(Bounding box annotation entries)
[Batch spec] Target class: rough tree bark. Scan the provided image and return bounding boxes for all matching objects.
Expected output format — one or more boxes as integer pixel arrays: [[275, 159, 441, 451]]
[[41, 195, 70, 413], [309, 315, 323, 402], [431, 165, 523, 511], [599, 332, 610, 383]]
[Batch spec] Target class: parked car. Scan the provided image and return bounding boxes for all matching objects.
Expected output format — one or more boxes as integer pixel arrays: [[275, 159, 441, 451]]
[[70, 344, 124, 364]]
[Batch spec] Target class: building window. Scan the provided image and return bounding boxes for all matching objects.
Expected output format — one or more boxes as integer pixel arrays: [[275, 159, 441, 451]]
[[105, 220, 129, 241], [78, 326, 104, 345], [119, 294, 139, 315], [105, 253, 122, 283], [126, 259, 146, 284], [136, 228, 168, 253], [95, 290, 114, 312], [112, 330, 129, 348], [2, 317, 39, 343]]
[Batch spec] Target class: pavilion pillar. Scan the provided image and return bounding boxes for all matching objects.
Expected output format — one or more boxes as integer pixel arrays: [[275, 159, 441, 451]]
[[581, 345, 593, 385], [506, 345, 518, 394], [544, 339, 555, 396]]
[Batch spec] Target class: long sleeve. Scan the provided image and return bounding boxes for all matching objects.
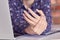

• [Exercise prompt]: Copy out every line of the records above word for word, leaving the pictures out of your answer.

• [Expected output]:
[Batch spec] Target class: rough tree bark. Scan the provided image and return bounding boxes for all matching objects.
Expected output format — one or more boxes as integer pixel arrays: [[275, 159, 441, 451]]
[[41, 195, 70, 413], [309, 315, 323, 402], [431, 165, 523, 511], [599, 332, 610, 383]]
[Batch spec] Target class: parked car. Scan the provided image and return bounding boxes for all matching objects.
Expected output format — one or more boxes as integer pixel arrays: [[275, 159, 441, 451]]
[[70, 344, 124, 364]]
[Batch spec] Target class: building window. Scan the provided image and return bounding boxes for all matching objects.
Expected output format — one or more boxes as integer pixel arrays: [[275, 159, 441, 451]]
[[105, 220, 129, 241], [78, 326, 104, 345], [119, 294, 139, 315], [105, 253, 122, 283], [126, 259, 146, 284], [136, 228, 168, 253], [95, 290, 114, 312], [112, 330, 129, 348], [2, 317, 39, 343]]
[Batch spec] Target class: pavilion pillar. Scan the provided image and return bounding boxes for all matching objects.
Expected output format — one or more boxes as integer pixel arrays: [[275, 159, 441, 451]]
[[581, 345, 593, 385], [506, 345, 518, 394], [544, 339, 555, 396]]
[Batch spec] Target class: long sleeve. Scan the provided image and return bounding boxes for all matching objects.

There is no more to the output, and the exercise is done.